Raw records =>
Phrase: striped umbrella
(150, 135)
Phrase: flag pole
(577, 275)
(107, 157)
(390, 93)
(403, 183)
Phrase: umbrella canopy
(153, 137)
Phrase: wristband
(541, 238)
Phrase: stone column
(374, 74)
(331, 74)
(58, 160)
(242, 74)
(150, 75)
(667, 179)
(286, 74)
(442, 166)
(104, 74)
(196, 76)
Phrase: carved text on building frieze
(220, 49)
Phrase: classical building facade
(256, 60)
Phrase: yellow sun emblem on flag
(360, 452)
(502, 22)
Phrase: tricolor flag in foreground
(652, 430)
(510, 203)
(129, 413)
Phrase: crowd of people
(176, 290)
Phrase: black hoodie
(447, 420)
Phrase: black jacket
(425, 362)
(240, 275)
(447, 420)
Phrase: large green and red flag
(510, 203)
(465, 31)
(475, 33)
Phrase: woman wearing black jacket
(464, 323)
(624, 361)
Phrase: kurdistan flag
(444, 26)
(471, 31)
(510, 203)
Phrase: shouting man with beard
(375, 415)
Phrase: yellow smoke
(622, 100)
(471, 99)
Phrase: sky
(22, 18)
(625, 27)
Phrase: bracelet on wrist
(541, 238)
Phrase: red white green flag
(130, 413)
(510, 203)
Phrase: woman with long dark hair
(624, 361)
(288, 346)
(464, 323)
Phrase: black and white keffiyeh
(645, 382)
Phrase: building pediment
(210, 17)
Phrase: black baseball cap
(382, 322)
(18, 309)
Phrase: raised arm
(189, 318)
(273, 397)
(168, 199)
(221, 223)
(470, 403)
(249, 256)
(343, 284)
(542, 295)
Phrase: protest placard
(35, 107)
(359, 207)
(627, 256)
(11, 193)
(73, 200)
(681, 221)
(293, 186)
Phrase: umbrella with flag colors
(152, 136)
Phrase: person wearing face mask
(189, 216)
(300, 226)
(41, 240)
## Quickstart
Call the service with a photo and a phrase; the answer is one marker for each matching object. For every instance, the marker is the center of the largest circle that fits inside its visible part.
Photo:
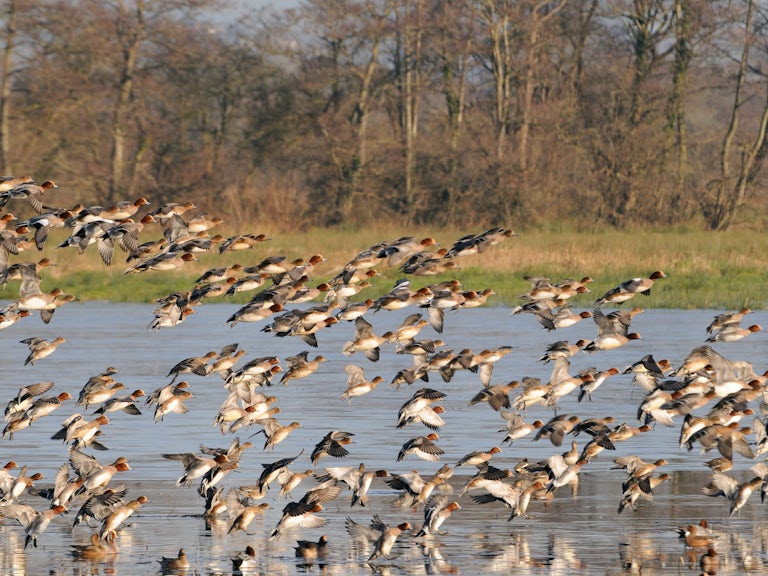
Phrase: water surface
(580, 533)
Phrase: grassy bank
(705, 269)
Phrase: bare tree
(732, 189)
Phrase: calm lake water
(580, 533)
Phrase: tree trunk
(5, 90)
(676, 110)
(732, 189)
(131, 36)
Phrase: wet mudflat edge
(573, 534)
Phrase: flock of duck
(709, 392)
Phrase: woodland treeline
(514, 112)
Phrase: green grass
(705, 269)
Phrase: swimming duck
(311, 550)
(178, 563)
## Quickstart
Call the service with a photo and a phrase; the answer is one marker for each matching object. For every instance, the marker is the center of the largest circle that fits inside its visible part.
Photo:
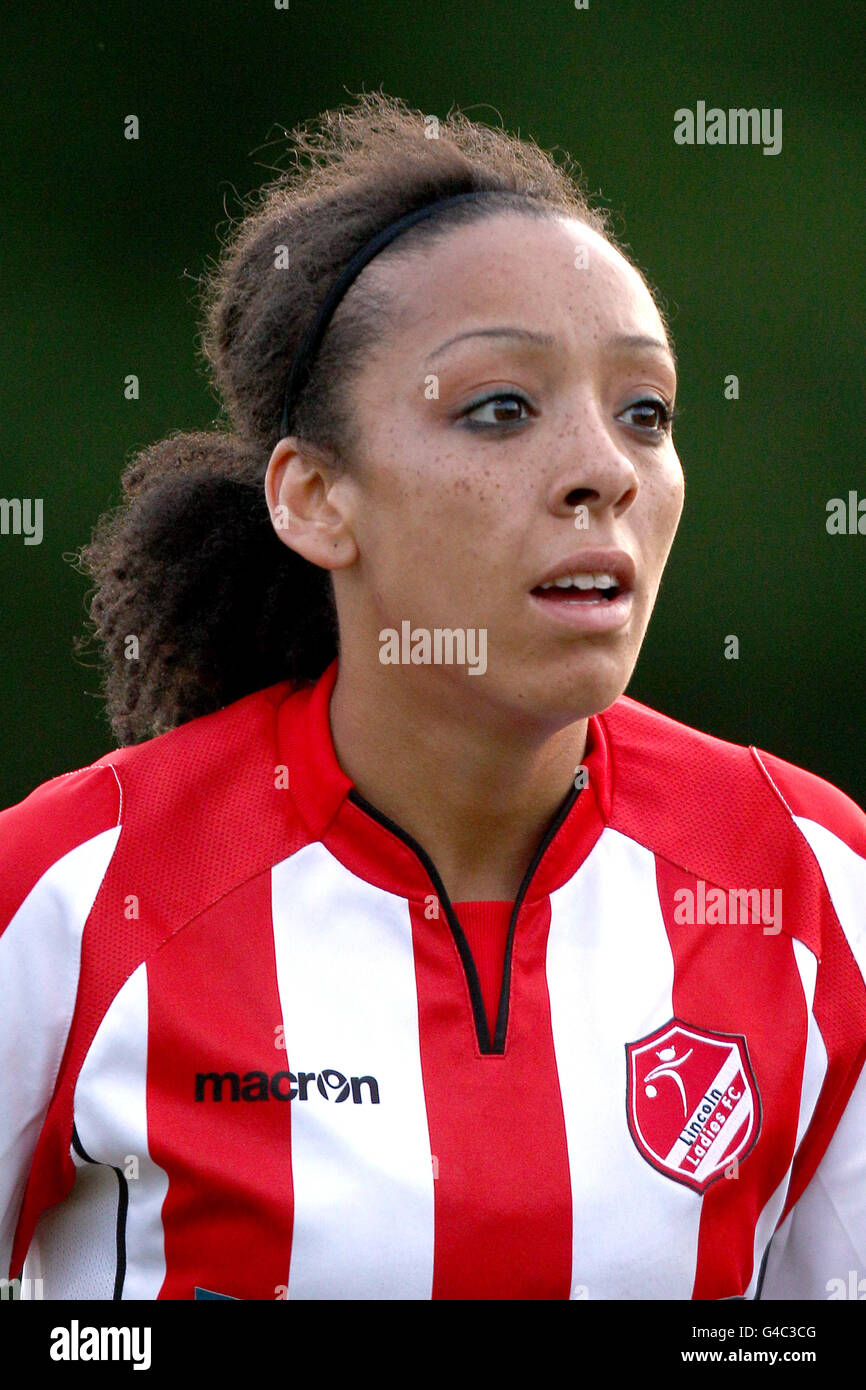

Task description =>
Rewrite all the items above with every "umbrella" changed to "parasol" and nothing else altered. Leave out the pictures.

Exercise output =>
Phrase: striped parasol
(150, 135)
Phrase: flag pole
(577, 275)
(107, 157)
(390, 93)
(403, 183)
Phrase: parasol canopy
(153, 137)
Phrase: wristband
(541, 238)
Phrase: stone column
(374, 74)
(331, 74)
(58, 160)
(242, 74)
(150, 75)
(667, 179)
(286, 74)
(442, 166)
(104, 74)
(196, 76)
Phrase: carved text on building frieze
(220, 49)
Phrase: classical building facade
(256, 60)
Phrase: yellow sun emblem on flag
(360, 452)
(502, 22)
Phrase: tricolor flag in foreground
(652, 430)
(510, 203)
(129, 413)
Phrase: crowd of people
(176, 290)
Phrase: black hoodie
(447, 420)
Phrase: black jacket
(425, 362)
(240, 275)
(447, 420)
Phrase: large green and red flag
(510, 203)
(465, 31)
(475, 33)
Phrase: woman wearing black jacket
(464, 323)
(624, 361)
Phrase: kurdistan flag
(444, 26)
(471, 31)
(510, 203)
Phrase: shouting man with beard
(375, 415)
Phrase: yellow smoke
(622, 100)
(471, 99)
Phrase: sky
(22, 18)
(625, 27)
Phrase: bracelet on wrist
(541, 238)
Phrase: red white green flag
(130, 413)
(510, 203)
Phrase: woman with long dark hair
(624, 361)
(288, 346)
(464, 323)
Phrase: black and white keffiyeh
(645, 382)
Phrase: building pediment
(210, 17)
Phrase: black baseball cap
(382, 322)
(18, 309)
Phrase: raised arm
(189, 318)
(273, 397)
(168, 199)
(221, 223)
(470, 403)
(249, 256)
(343, 284)
(542, 295)
Phrase: protest placard
(35, 107)
(359, 207)
(627, 256)
(11, 193)
(73, 200)
(681, 221)
(293, 186)
Phrase: parasol with flag colors
(152, 136)
Phrase: person wearing face mask
(189, 216)
(300, 226)
(41, 240)
## Quickstart
Call the service with a photo and a phrase; the answer is one marker for each matching object. For every instance, the marker is the center of the largest circle that fits inside its visible part.
Photo:
Phrase: water surface
(580, 533)
Phrase: grassy bank
(705, 269)
Phrase: bare tree
(732, 189)
Phrase: calm lake water
(580, 533)
Phrase: tree trunk
(5, 90)
(676, 110)
(732, 189)
(131, 36)
Phrase: wet mudflat edge
(573, 534)
Phrase: flock of duck
(709, 392)
Phrase: woodland treeline
(514, 112)
Phrase: green grass
(705, 269)
Phrase: swimming duck
(311, 550)
(178, 563)
## Quickstart
Call the service with a photo and a phrase; the answer is one marker for each matching object. For every instance, the marker is the center of the largest circle that fits inside its visible part.
Photo:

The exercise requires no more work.